═════ EXTRACT

OMCs warn of ECA provisions as 54,000 fuel retailers threaten strike

State-owned oil marketing companies have requested the dealer outlets engaged in fuel retailing not to go ahead with a planned strike on 13 October. OMCS on Tuesday warned dealers that they might be forced to invoke the Essential Commodities Act (ECA) for disruption of services due to the strike.

The OMCs also said they will seek the help of police in case of law and order problems, hinting that the companies may look at alternative ways of distributing fuel.

According to OMCs, the main grudge of fuel retailers is a recent amendment made in the Marketing Discipline Guidelines (MDG), which gives the companies powers to impose a penalty of up to Rs2 lakh and suspension of dealership in cases where dealers are found to have deliberately tampered with the machinery to cheat consumers.

"OMCs have zero tolerance policy towards customer cheating and it will impact only those dealers who indulge in such malpractices," Balwinder Singh Canth, director (marketing), Indian Oil, said during a media interaction with his counterparts from the other two OMCs.

The 54,000-strong dealers, including members of the Federation of All India Petroleum Traders (FAIPT), the All Indian Petroleum Dealers Association (AIPDA) and the Consortium of Indian Petroleum Dealers (CIPD), have jointly called a one-day strike on Friday and an indefinite closure of sales and supplies from 27 October, demanding among other things, inclusion of petrol and diesel under GST, scrapping of plans for home delivery of fuel, pulling back of daily pricing mechanism, resolution of manpower issues, delivery of incorrect quantity/quality of fuel to them, etc.

══════════
═════ RAW DATA

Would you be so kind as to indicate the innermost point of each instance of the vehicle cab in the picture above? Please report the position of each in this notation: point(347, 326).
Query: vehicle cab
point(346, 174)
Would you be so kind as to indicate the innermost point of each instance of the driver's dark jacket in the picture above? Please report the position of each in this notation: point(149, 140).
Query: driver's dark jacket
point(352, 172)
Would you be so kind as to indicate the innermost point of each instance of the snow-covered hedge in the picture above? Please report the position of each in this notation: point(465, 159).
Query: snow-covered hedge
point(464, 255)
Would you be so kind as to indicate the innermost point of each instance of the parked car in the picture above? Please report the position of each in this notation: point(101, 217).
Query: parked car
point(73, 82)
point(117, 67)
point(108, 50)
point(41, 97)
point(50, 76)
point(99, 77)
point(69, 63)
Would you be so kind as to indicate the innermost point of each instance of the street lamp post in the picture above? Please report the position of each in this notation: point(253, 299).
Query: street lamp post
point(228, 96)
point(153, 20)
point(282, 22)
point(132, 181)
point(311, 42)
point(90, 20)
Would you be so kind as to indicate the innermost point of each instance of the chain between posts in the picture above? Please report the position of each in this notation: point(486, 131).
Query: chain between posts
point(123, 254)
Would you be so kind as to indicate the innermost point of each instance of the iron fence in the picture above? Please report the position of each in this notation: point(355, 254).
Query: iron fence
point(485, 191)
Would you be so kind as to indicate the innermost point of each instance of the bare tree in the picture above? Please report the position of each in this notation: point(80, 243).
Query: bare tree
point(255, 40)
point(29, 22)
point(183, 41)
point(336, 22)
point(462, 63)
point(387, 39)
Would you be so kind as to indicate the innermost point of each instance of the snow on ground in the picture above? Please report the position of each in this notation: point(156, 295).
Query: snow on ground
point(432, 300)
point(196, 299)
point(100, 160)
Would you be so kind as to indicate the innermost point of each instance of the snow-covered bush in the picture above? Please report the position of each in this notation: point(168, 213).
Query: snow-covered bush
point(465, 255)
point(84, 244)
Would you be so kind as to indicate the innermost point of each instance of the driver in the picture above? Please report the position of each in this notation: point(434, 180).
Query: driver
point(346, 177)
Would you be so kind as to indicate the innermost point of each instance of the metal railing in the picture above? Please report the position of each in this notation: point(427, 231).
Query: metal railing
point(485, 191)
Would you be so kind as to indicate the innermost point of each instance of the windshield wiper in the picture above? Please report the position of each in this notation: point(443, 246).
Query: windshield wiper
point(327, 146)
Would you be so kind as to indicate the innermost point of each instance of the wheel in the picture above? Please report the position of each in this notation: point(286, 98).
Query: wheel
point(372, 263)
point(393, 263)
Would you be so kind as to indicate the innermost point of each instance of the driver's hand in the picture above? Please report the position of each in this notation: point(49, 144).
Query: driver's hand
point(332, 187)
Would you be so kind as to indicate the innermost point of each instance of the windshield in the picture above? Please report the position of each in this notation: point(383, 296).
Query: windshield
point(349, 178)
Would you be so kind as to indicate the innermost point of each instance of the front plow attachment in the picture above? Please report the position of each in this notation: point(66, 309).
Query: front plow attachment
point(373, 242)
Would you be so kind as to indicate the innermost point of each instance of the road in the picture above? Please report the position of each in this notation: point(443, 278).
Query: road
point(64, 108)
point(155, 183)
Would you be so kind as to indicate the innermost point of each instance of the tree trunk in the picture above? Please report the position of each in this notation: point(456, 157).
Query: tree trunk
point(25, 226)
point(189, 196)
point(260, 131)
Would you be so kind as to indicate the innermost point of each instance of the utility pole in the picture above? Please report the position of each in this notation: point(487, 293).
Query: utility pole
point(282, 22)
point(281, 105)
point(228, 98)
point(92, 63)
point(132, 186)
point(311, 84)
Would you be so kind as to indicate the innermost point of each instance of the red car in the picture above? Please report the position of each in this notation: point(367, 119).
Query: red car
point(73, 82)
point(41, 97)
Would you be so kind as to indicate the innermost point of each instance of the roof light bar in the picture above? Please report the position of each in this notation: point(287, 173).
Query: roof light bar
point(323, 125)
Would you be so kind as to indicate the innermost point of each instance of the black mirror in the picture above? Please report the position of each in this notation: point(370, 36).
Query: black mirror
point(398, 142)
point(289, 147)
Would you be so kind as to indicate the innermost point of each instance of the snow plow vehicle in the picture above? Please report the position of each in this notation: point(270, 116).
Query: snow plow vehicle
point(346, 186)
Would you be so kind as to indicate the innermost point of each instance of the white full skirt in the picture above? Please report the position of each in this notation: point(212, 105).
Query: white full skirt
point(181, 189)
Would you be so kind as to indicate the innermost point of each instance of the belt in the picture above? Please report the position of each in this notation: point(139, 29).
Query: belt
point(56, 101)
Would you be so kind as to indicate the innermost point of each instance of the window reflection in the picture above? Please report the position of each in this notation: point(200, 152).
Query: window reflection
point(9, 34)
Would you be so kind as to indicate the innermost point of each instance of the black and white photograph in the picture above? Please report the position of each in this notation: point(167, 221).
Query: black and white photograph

══════════

● QUESTIONS TO ANSWER
[1] Repeat the fuel strike article word for word from "The OMCs also" to "of distributing fuel.".
[2] Carry on writing the fuel strike article from the point where it stops.
The entries have no connection to the article about the fuel retailers' strike.

● RESULTS IN ORDER
[1]
The OMCs also said they will seek the help of police in case of law and order problems, hinting that the companies may look at alternative ways of distributing fuel.

[2]
However, around 1,000 company-owned-company-operated (COCO) fuel stations which are owned by these three OMCs will remain open, the officials said.

While a one-day strike may pass off without much problems, an indefinite strike could mar the atmosphere as consumers are threatened with a supply stoppage, which could possibly lead to law and order problems.

According to the OMCs, certain dealers have managed to manipulate the vending machines at the petrol pumps that were sealed by Weights & Measure Department (W&MD) and cheat the consumers. As per the provisions in the amended MDG, a dealer is required to check every day before the start of his business whether all his machines and nozzles are in fine condition and feed the information into the marketing company's software system. Further, automation at all dealerships, which is expected to be completed by 18 December, will add to their efforts towards transparency.

OMCs also allege they have been paying the dealers to offer basic minimum pay to the staffers at dealerships, but it is not being passed on to the staffers.

On the proposed home / destination delivery of petroleum products, the officials said a report on this is being prepared by the regulatory body Petroleum and Explosive Safety Organisation, and only after it gets the sanction, the mechanism will be rolled out.